— START Passage provided —
Then you will understand. When I speak of a 'chair,' that recognition is nothing more than the recognition of 'chair.' It has no other inherent meaning. The recognition of 'chair' gets its meaning from the story that it can be seen, touched, and heard. However, if you bring your attention to the act of seeing itself, you will find that what is seen can never be thought about. If you think about this seeing, that thought has no connection whatsoever to the seeing itself. Look closely. It is through the view that 'what is thought is what is seen' that perception becomes a 'thing.' The perception becomes a substantial thing, a 'thing' that has been recognized, only when the thought is connected to what is seen. But we can understand very clearly that this very act of connecting the thought to what is seen is what we have been calling 'taking a blind shot.' That's the blind shot in the clay pot story. One takes a blind swing, believing, "What I am thinking is what I am seeing." And sometimes the pot breaks; the thought and the event match up. "What I thought is what I am seeing. I thought she would come today, and look, she came." You see? The thought came true. We quickly match up certain events and conclude that what is thought can be seen, what is seen can be looked at, what is seen can be thought about, and what is thought is what is seen. This is the point where we get caught, where perception is made into a reality.

However, if we were to understand this correctly one day, we would see that this 'chair' that has been recognized can never be 'seen.' Because in this moment, this event of 'seeing' is just seeing, and what is seen cannot be thought about. And even to say 'it is just seeing' is another thought. Even that thought is not true to the event of seeing. Then it is understood that what is seen can never be thought about. And what is thought can never be touched, seen, or heard. This means we have never seen, heard, or touched a single thing we have ever thought. Then you will understand: the existence of a thought is created by the view that it can be seen, touched, and heard. Similarly, the existence of 'seeing something' is created by the idea that it can be thought about. The existence of thinking is created by seeing, hearing, and feeling.
— END Passage provided —
— START Data excerpt —
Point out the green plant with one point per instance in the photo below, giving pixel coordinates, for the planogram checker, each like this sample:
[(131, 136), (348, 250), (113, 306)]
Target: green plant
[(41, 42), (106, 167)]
— END Data excerpt —
* _Task directions_
Quote, word for word, the portion of the passage on seeing and thought that begins with the words containing "However, if we" and ends with "hearing, and feeling.".

* _Result_
However, if we were to understand this correctly one day, we would see that this 'chair' that has been recognized can never be 'seen.' Because in this moment, this event of 'seeing' is just seeing, and what is seen cannot be thought about. And even to say 'it is just seeing' is another thought. Even that thought is not true to the event of seeing. Then it is understood that what is seen can never be thought about. And what is thought can never be touched, seen, or heard. This means we have never seen, heard, or touched a single thing we have ever thought. Then you will understand: the existence of a thought is created by the view that it can be seen, touched, and heard. Similarly, the existence of 'seeing something' is created by the idea that it can be thought about. The existence of thinking is created by seeing, hearing, and feeling.